▶ **QUESTIONS TO ANSWER**:
A. Output a verbatim copy of part of the forum post about HTTP spidering, beginning at the words "TmpDir is perm" and stopping after "me will help.".
B. In the forum post about HTTP spidering, why does the poster doubt that Perl is the cause of the zero results?

▶ **TEXT FOR ANALYSIS**:

-*-

Skip to main content.
home | support | download

Back to List Archive

HTTP spidering - zero results

From: Angel Parn <angel(at)not-real.mv.parnu.ee>
Date: Mon Jun 12 2000 - 10:04:59 GMT
Hi Everyone!

I have problem getting HTTP method indexing to work, at the
same time FS method works great. Symptoms of the problem
look silimar to old case from "swish-e archive":
http://sunsite.berkeley.edu/SWISH-E/archive/0901.html

when running following script:
---------
cd /home/web/search
/home/bin/swish-e
    -S http
    -i http://www.mysite.com/index.php3?date=2000/06/10
    -f /home/web/day.swe
    -c /home/web/search/pp.cfg
---------

following response will be generated:
---------
Indexing Data Source: "HTTP-Crawler"
retrieving http://www.mysite.com/index.php3?date=2000/06/10 (0)...
Removing very common words... no words removed.
Writing main index... no unique words indexed.
Writing file index... no files indexed.
Running time: 21 seconds.
Indexing done!
---------

File /home/web/2000/06/10/day.swe will be created, but without
any keywords.

When I found thread http://sunsite.berkeley.edu/SWISH-E/archive/0901.html
from archives I thought that PERL needs reconfiguring. I have to say that I
have
not the owner of the server, and cannot configure server software. But, I
found
to my surprise that when running helper script:

/home/web/search/swishspider.pl ./ss http://www.mysite.com/index.php3
?date=2000/06/10

I get the files ss.response, ss.links and so on with status code 200
So it works, but I can't understand why I cannot index this through
swish-e (-S http). Maybe my config file is not correct
(I've double-triple-checked it but who knows):

I give the config options of http method which are turned on:
---------
# DIRECTIVES for HTTP METHOD ONLY
MaxDepth 2
Delay 20
TmpDir /home/tmp
SpiderDirectory /home/web/search
---------
Other parameters are given at command line - IndexDir, IndexFile.

TmpDir is perm 777, for debugging I set the /home/web/search
dir perms to 777 too.

Can this be still PERL fault? Helper script works.

Uh, long posting, but I hope anyone who has more experience than
me will help.


Desperately waiting for hints,
Angel Parn
angel@mv.parnu.ee
Received on Mon Jun 12 06:07:41 2000

-*-

Photo-based referring expression data
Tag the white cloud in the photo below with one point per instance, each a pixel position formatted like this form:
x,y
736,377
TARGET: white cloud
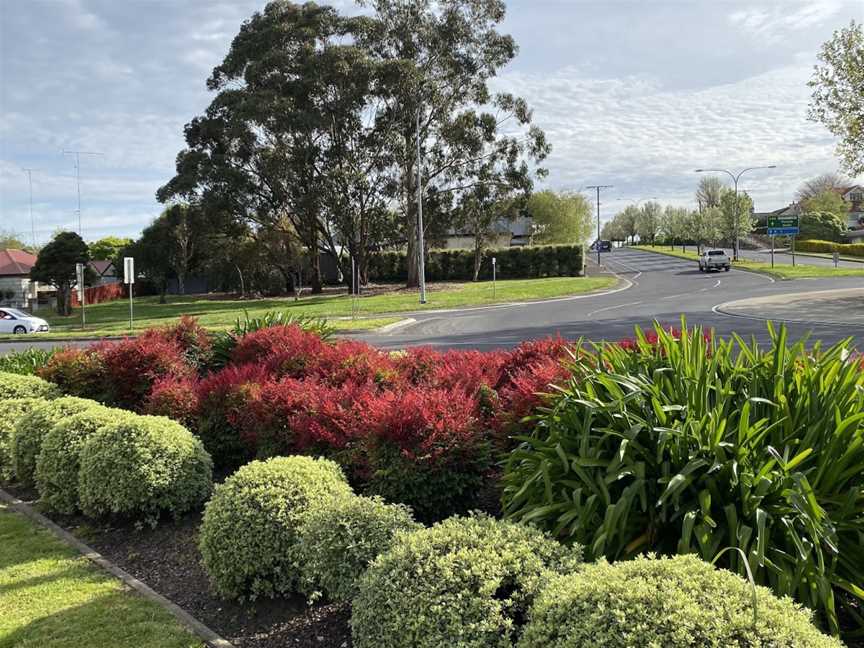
x,y
773,23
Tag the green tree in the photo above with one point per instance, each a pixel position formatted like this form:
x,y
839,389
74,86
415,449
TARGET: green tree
x,y
56,263
827,201
440,55
560,217
736,215
837,101
107,248
822,226
648,221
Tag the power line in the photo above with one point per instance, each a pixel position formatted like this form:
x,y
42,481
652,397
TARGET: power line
x,y
78,155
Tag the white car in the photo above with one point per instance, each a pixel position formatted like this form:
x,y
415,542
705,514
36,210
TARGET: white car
x,y
14,321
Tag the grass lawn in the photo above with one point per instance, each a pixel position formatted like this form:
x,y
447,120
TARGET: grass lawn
x,y
780,270
374,311
52,597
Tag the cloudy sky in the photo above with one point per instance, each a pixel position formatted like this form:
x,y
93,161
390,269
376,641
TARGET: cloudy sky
x,y
635,94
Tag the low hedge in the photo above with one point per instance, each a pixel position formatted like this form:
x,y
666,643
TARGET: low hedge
x,y
464,582
251,528
12,409
847,249
13,385
57,465
680,601
142,466
528,262
337,543
31,429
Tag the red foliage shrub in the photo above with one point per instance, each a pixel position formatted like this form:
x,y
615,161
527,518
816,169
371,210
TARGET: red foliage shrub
x,y
223,402
349,361
287,350
78,372
176,398
426,448
135,364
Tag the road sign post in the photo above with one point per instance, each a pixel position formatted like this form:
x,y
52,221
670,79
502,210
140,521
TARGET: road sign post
x,y
79,276
129,280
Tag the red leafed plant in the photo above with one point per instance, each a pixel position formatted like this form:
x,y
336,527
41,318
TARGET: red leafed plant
x,y
223,402
288,349
78,372
135,364
426,448
176,398
350,361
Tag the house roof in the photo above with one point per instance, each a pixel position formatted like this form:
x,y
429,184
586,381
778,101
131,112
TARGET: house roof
x,y
16,262
103,268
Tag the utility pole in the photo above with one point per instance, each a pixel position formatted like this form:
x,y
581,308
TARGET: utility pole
x,y
78,155
598,188
29,173
422,264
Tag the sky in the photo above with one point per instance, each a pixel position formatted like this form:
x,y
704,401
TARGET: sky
x,y
631,93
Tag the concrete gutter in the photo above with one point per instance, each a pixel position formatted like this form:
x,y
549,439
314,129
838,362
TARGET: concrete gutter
x,y
187,620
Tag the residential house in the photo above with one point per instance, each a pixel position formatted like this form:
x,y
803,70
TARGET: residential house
x,y
16,289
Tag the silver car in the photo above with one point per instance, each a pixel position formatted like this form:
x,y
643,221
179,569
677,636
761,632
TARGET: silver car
x,y
14,321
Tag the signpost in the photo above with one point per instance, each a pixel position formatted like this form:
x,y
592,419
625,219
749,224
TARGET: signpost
x,y
79,276
783,226
129,280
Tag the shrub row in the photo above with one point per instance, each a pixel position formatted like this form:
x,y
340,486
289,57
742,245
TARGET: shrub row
x,y
848,249
81,455
511,263
292,524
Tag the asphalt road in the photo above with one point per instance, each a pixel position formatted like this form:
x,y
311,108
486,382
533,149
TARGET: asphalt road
x,y
654,288
662,288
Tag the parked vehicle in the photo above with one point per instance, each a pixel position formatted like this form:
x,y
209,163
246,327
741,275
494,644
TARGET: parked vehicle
x,y
714,260
14,321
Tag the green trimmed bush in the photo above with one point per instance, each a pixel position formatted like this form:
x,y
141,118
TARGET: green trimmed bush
x,y
13,385
251,528
12,409
338,542
142,466
58,463
681,601
32,428
464,582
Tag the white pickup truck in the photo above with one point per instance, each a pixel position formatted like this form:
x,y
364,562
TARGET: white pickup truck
x,y
714,260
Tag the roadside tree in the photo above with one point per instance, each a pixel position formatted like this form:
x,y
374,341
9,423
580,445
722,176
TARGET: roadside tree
x,y
55,265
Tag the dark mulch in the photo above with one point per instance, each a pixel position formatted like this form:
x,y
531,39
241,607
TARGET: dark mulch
x,y
167,559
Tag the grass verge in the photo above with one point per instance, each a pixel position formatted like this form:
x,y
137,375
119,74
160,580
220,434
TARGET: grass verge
x,y
52,597
112,318
779,271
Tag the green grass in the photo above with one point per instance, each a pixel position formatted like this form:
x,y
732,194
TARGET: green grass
x,y
52,597
374,311
780,270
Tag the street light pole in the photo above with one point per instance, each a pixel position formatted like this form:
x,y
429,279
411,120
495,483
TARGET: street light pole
x,y
735,178
598,188
421,266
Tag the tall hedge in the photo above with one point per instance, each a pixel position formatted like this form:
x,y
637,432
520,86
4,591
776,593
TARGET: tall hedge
x,y
512,263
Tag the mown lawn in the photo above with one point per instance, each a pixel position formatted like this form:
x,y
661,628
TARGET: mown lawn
x,y
372,311
52,597
780,270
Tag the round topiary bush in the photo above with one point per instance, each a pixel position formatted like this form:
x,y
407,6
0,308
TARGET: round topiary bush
x,y
32,428
22,386
338,542
57,465
142,466
12,409
680,601
251,525
464,582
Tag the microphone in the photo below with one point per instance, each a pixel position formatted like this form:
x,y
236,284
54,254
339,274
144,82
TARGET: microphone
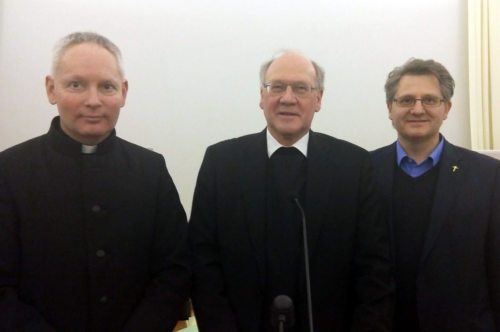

-*-

▶ **WRITTEN RESPONSES**:
A.
TmpDir is perm 777, for debugging I set the /home/web/search
dir perms to 777 too.

Can this be still PERL fault? Helper script works.

Uh, long posting, but I hope anyone who has more experience than
me will help.

B. Running the helper script swishspider.pl directly produced the files ss.response, ss.links and so on with status code 200. So the helper script works, even though indexing through swish-e with -S http does not.